> [CONSIGNES]
A. Résumez en deux phrases le texte sur le référendum de Crimée.
B. Transcrivez fidèlement un extrait du texte sur le référendum de Crimée : commencez aux mots « Après le référendum » et arrêtez-vous après les mots « de la Crimée. ».
C. Reprenez le texte sur le référendum de Crimée à la suite de sa dernière phrase et prolongez-le.

> [TEXTE FOURNI]
---+---
Après le référendum de Crimée

Le référendum du 16 mars dernier en Crimée s’est soldé par un vote à une écrasante majorité en faveur de l’annexion à la Russie. Selon le résultat officiellement proclamé, 96,77 % des votants se seraient prononcés pour l’intégration à la Russie, avec un taux de participation ‘‘officiel’’ de 83,1 %. Des dizaines de milliers de personnes ont fait la fête à Simferopol, la capitale de la Crimée.

Par Niall Mulholland

Le 17 mars, le parlement régional a déclaré l’indépendance de la république de Crimée. Le président russe Poutine et les dirigeants criméens ont ensuite signé un accord formalisant l’incorporation de cette région à la Russie. Le parlement de Crimée a décidé que l’ensemble des actifs de l’État ukrainien se trouvant sur la péninsule seront nationalisés, et que les unités militaires ukrainiennes se trouvant sur le territoire criméen seront “démobilisées”.
---+---
> [DONNÉES]
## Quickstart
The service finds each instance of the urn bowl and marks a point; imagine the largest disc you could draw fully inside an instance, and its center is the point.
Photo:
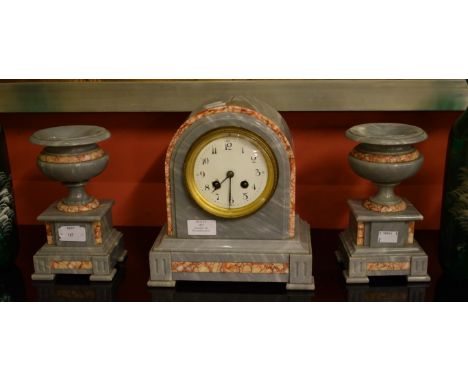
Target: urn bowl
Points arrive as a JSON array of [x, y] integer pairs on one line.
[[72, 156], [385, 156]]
---+---
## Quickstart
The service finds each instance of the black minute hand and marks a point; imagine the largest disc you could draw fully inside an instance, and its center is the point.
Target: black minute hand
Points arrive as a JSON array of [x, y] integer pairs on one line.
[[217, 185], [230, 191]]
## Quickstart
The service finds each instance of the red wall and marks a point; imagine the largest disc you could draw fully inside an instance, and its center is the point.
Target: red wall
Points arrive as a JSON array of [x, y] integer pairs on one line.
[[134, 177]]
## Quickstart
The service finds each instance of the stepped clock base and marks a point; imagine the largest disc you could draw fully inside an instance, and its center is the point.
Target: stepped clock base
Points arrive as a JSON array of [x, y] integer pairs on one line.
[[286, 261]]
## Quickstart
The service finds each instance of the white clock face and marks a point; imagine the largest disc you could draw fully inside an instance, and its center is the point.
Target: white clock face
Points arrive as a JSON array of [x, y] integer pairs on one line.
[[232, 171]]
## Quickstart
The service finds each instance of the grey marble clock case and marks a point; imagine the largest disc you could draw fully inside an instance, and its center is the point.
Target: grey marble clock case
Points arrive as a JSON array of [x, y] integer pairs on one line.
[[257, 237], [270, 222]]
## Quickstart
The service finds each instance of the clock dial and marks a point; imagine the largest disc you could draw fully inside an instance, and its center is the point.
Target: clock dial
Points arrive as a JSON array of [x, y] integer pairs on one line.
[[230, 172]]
---+---
> [CORRIGÉS]
A. Lors du référendum du 16 mars en Crimée, 96,77 % des votants se seraient prononcés pour l'intégration à la Russie selon le résultat officiel, avec une participation officielle de 83,1 %. Le 17 mars, le parlement régional a déclaré l'indépendance de la république de Crimée, puis Poutine et les dirigeants criméens ont signé un accord formalisant son incorporation à la Russie ; les actifs de l'État ukrainien sur la péninsule doivent être nationalisés et les unités militaires ukrainiennes « démobilisées ».

B.
Après le référendum de Crimée

Le référendum du 16 mars dernier en Crimée s’est soldé par un vote à une écrasante majorité en faveur de l’annexion à la Russie. Selon le résultat officiellement proclamé, 96,77 % des votants se seraient prononcés pour l’intégration à la Russie, avec un taux de participation ‘‘officiel’’ de 83,1 %. Des dizaines de milliers de personnes ont fait la fête à Simferopol, la capitale de la Crimée.

C.
Le référendum a été dénoncé par les dirigeants occidentaux comme “illégitime et illégal”. Ils ont condamné Poutine pour provocation de divisions ethniques. L’UE et les États-Unis ont décidé de quelques sanctions complètement inoffensives (interdictions de visa, gels de compte en banque) à l’encontre de quelques dirigeants russes et criméens, en menaçant d’aller plus loin. Mais la plupart des États européens craignent que des sanctions trop hâtives à l’encontre de la Russie n’aggravent encore plus l’état de l’économie européenne.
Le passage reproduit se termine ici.